[Information]
####################

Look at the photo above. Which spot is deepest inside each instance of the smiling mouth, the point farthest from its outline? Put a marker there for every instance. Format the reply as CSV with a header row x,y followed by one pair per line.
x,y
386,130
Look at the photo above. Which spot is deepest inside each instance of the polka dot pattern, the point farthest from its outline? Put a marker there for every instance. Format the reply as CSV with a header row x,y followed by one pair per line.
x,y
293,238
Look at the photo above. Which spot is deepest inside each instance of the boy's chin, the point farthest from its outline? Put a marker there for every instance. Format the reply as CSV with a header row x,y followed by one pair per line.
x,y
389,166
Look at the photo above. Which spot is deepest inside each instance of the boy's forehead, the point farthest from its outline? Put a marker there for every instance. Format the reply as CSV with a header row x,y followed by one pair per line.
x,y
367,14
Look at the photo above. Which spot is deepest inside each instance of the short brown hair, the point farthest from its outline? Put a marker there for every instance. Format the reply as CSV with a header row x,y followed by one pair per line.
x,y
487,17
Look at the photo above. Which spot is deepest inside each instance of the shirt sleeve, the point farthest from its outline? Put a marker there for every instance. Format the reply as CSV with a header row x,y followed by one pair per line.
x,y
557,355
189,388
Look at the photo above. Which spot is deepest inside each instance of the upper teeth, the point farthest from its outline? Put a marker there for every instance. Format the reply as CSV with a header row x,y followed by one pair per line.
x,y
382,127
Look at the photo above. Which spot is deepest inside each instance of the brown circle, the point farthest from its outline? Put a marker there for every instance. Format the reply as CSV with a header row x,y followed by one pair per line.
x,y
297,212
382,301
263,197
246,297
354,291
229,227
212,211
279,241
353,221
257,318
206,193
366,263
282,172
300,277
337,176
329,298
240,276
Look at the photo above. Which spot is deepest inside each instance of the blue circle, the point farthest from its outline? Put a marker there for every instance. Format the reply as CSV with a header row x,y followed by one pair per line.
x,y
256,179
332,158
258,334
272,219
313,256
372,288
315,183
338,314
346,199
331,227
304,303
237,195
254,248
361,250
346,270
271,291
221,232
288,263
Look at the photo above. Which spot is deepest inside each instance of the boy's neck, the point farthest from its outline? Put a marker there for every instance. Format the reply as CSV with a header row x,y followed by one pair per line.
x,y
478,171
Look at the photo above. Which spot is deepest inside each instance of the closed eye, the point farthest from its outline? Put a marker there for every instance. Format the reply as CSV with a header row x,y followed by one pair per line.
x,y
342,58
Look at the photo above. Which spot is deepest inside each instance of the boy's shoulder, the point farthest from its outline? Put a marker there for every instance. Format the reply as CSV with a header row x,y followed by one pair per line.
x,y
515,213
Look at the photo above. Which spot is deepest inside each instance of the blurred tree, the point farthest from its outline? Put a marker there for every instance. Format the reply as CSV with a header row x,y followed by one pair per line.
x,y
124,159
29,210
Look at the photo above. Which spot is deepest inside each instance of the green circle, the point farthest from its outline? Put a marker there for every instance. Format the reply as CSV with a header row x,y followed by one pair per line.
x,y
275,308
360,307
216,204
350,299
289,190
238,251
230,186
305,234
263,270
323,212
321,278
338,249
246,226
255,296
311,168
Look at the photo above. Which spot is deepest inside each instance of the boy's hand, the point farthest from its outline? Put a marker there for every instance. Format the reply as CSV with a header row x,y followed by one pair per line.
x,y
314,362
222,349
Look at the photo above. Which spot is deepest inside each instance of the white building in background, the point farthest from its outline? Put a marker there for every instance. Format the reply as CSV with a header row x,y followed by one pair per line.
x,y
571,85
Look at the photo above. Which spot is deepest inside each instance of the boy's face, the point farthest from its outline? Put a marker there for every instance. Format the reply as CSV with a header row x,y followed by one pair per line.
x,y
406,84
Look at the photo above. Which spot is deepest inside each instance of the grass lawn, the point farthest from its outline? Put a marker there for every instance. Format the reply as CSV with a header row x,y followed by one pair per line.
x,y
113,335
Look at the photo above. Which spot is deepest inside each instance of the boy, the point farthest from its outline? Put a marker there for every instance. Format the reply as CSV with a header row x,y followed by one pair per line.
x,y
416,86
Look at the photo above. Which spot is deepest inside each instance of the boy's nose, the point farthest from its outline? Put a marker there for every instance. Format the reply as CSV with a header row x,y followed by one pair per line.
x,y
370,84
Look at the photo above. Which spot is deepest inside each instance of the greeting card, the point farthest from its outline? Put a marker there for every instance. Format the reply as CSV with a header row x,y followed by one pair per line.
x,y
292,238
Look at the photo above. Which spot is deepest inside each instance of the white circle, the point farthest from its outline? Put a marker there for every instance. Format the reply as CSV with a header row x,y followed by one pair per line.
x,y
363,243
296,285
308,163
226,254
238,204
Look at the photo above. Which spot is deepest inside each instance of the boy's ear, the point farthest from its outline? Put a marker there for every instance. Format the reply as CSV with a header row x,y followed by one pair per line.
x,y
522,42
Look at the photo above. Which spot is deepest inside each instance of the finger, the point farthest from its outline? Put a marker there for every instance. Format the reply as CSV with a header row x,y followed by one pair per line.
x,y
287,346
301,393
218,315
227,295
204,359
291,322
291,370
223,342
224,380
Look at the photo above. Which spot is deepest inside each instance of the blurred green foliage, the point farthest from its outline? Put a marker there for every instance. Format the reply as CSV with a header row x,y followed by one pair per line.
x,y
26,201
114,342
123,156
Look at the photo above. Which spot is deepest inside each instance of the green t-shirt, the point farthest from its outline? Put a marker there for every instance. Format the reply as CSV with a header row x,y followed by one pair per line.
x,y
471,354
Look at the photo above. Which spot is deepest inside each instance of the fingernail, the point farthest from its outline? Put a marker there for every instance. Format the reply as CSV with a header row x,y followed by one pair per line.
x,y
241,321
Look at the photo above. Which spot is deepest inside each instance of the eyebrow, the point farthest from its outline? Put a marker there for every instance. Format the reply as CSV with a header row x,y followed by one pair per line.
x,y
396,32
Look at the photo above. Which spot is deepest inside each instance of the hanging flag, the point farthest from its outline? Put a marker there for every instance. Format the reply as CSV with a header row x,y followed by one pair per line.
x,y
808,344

####################

[Task requirements]
Could you output every entry from the listing above without altering a word?

[Written solution]
Look at the photo above. Which spot is deepest inside each instance of the smiling mouth, the point farthest from its outline? Put a marker there for every instance. Format the reply as CSV with a header row x,y followed by one pair per line.
x,y
386,130
Look at the photo above. Which spot is deepest inside each instance of the polka dot pattern, the point farthest from its outline? Put a marker there for every instance. Format the reply as CSV with a header row x,y followed by one pair per line.
x,y
293,238
Look at the photo above. Which spot is deepest inside each instance of the boy's chin, the point farthest from its outline? Put a marker there for every instance. Format the reply as CSV with a header row x,y followed by one pair per line.
x,y
389,166
Look at the photo above. Which spot is deepest inside each instance of the boy's forehead, the point farthest from its outline? Put a marker there for every instance. Format the reply as CSV with a header row x,y followed by one pair per line.
x,y
367,14
Look at the photo above. Which spot is deepest inside each instance of the short brown hair, the point farthest from its outline? Put a marker there for every instance. Format the reply as CSV with a header row x,y followed by one pair per line.
x,y
487,17
Look at the photo above. Which spot is deepest inside each instance of the shirt sleeve, the point farthest from its outline? Put a marker there for every instance. Format the reply as CSV with a header row x,y followed by one pair per line.
x,y
557,355
189,388
Look at the photo above. Which spot is deepest inside each instance of the upper teeth, the point farthest from its outline? Put a marker there for every instance. Format the reply as CSV with a header row x,y followed by one pair per line.
x,y
382,127
Look at the photo above. Which spot is deepest inside each instance of the brown circle, the point farthest from its outline? Put a marker there for every instance. Format the reply as CSV with a header row x,y followed by one pair per line.
x,y
297,212
382,301
263,197
246,297
354,291
229,227
212,211
279,241
353,221
257,318
206,193
366,263
282,172
300,277
337,176
329,298
240,276
Look at the photo above. Which spot is deepest inside each instance of the blue circle, the point farthest from its outline? Put a marker there for every instance. Format the reply as CSV with a header row x,y followed by one pair per line.
x,y
256,179
332,158
258,334
272,219
313,256
372,288
315,183
338,314
346,199
331,227
304,303
237,195
254,248
361,250
346,270
271,291
221,232
288,263
Look at the photo above. Which spot is deepest inside each instance of the boy's neck, the point farthest from its outline? Put a marker there for every instance. Format the reply as CSV with a header row x,y followed by one pair per line.
x,y
478,171
Look at the photo above. Which spot is deepest inside each instance of the closed eye, the point farthest from its outline? Put a marker there for every instance. Format the reply as CSV with a header row x,y followed by one pair per line.
x,y
342,58
Look at the photo above. Which spot is deepest inside each instance of the boy's shoulder, the point farthest from its outline? Put a marker there for every instance. Format the reply as CSV with a header row x,y followed by one pair per line.
x,y
515,213
Look at the photo above. Which spot is deepest inside each instance of the blurred tree, the point farthest from its outline? Put a marker there for every instance. Format the reply as CSV with a header row x,y followed by one pair per line.
x,y
124,159
29,210
Look at the photo above. Which spot is deepest inside each instance of the green circle, the point farthest from its outline? Put a marker there for every instance. Format the reply as CSV with a header row x,y followed by one pair per line.
x,y
275,308
360,307
216,204
350,299
289,190
238,251
230,186
305,234
263,270
323,212
321,278
338,249
246,226
255,296
311,168
Look at the photo above. Which spot is deepest inside each instance of the boy's hand, the point farthest from its outline? Put a marker there for every instance. Format the reply as CSV with a header row x,y followed by one pair per line.
x,y
314,362
222,349
Look at the photo above. Which spot is deepest inside each instance of the white building in background, the point farthest from its outline? Put a marker there for every instance. Format the reply as CSV with a header row x,y followed by one pair per line.
x,y
571,85
Look at the photo above. Which spot is deepest inside each instance of the boy's face, the point farthest from its outline? Put a marker there for every instance. Format the reply as CSV with a header row x,y followed by one pair per line.
x,y
406,84
Look at the photo above. Which spot is deepest inside each instance of the grass lawn, the point farthest from its outline? Put a marker there for every instance. Format the reply as CSV with a header row x,y followed by one pair per line.
x,y
113,335
Look at the photo above. Which spot is deepest inside each instance of the boy, the point farthest from its outline? Put a marker there for every instance. Format the reply as CSV with a header row x,y followed by one pair per line.
x,y
416,86
Look at the photo above. Which spot is deepest inside each instance of the boy's nose, the point farthest from its outline? Put a marker there for every instance. Format the reply as CSV with a header row x,y followed by one pair per line.
x,y
370,84
Look at the photo above. Which spot is deepest inside each instance of the greeting card, the point farthest from its outline? Put a marker there for every instance. Format the reply as CSV with a header row x,y followed by one pair per line.
x,y
292,238
Look at the photo above. Which spot is deepest inside each instance of the white circle, the point farthest from its outline? Put a marker there for every instance. Format the reply as CSV with a header row x,y followed by one pair per line.
x,y
363,243
296,285
308,163
226,254
238,204
Look at the photo above. Which spot is deepest inside each instance of the boy's ear, the point farthest from its outline? Put a marker there for every instance. Format the reply as CSV with a header row x,y followed by one pair per line.
x,y
522,42
Look at the photo above. Which spot is deepest inside each instance of the finger, the point farthest from its outline? Put a marker there for every instance. Format the reply as CSV with a header row x,y followed by one pair per line.
x,y
287,346
301,393
218,315
227,295
204,359
291,322
291,370
223,342
224,380
Look at the photo above. Which spot is deepest inside each instance of the blurred green foliage, the point farthest from its outline? Put a marker there for every instance. Format the reply as CSV with a header row x,y followed by one pair per line.
x,y
26,201
114,342
123,156
Look at the photo above. Which spot is deepest inside each instance of the green t-shirt, the point farthest from its outline? Put a marker there for every instance. Format the reply as CSV with a header row x,y followed by one pair per line.
x,y
471,354
Look at the photo above. Which spot is deepest inside each instance of the fingernail, the point farthest from its outline? Put a marker there for every instance. Format the reply as CSV with a header row x,y followed by one pair per line.
x,y
241,321
Look at the photo above. Which spot is deepest inside each instance of the eyebrow, the point farthest from its outline? Put a marker there for every instance. Format the reply as CSV with a header row x,y followed by one pair per line.
x,y
396,32
Look at the photo above. Which spot is deepest inside each instance of the hanging flag, the point farthest from its outline? Put a marker there for every instance. Format the reply as CSV with a header row x,y followed by one pair per line.
x,y
808,344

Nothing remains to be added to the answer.